Norton explained that making them aware of the importance of bean quality — as well as on-farm management practices like drying and grading that help maintain and quantify quality — can make a huge difference in the prices they receive.
“Educating the farmers in that way is another contribution that we’re doing on quality and how to achieve it,” Norton said.
12th Man Coffee helping farmers and the coffee center
In addition to producer education, the 12th Man Coffee project aims to create a secure, direct market for producers of high-quality specialty coffee. Norton called this the “largest benefit of the 12th Man Coffee project.”
“That way producers don’t have to go scrambling around for a market and wind up selling their crop to whoever is willing to buy it at the moment at an unfair price,” Norton continued. “It helps introduce producers to high-quality roasters with good prices through direct sales.”
The 12th Man Coffee Project, in its partnership with What’s the Buzz Coffee Co., also helps the coffee center.
“The project does divert a small portion of its revenue to the coffee center, so it helps to continue our research and education efforts,” said Norton.
Despite the global economic importance of coffee, funding for coffee research is limited and competitive. This makes every potential source of funding important to the coffee center.
“The Resilient Coffee in Central America project focused on Central America, but there are so many other places that are in need,” Brenner said.
“There are countries in South America, Asia and Africa that need the sort of work we’ve done in Guatemala,” he continued. “We get emails from farmers from all over the world and our mission is to help farmers. But our ability to do that is definitely tied to the available funding.”
The 12th Man Coffee project is part of that picture.
“If we can have a sustainable base of funding, we can guarantee the continuity of our research and training work,” Norton said. “The 12th Man Coffee project is very helpful in helping us do that.”

## PROVIDED MATERIAL:
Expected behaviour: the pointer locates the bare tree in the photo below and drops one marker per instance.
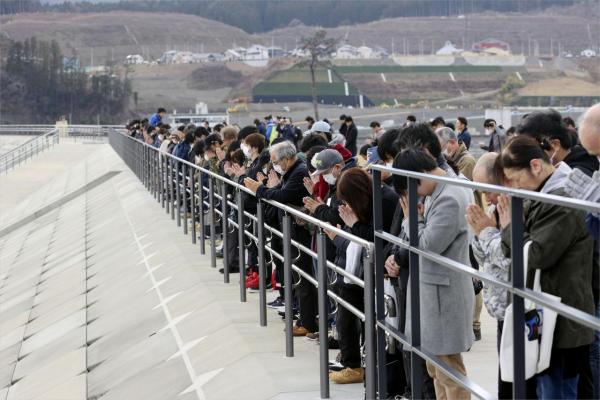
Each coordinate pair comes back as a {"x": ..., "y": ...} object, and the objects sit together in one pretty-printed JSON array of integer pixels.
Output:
[{"x": 319, "y": 47}]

## WHAT IS ASKED:
a - From the passage on the 12th Man Coffee project, extract the text starting with "Norton explained that" and going on through "prices they receive.".
b - Using the passage on the 12th Man Coffee project, answer these questions:
(i) What does the project aim to create for producers of high-quality specialty coffee?
(ii) Which company is the 12th Man Coffee Project's partner?
(iii) Along with South America, which regions does Brenner say need the sort of work done in Guatemala?

## WRITTEN RESPONSES:
a -
Norton explained that making them aware of the importance of bean quality — as well as on-farm management practices like drying and grading that help maintain and quantify quality — can make a huge difference in the prices they receive.

b -
(i) A secure, direct market
(ii) What's the Buzz Coffee Co.
(iii) Asia and Africa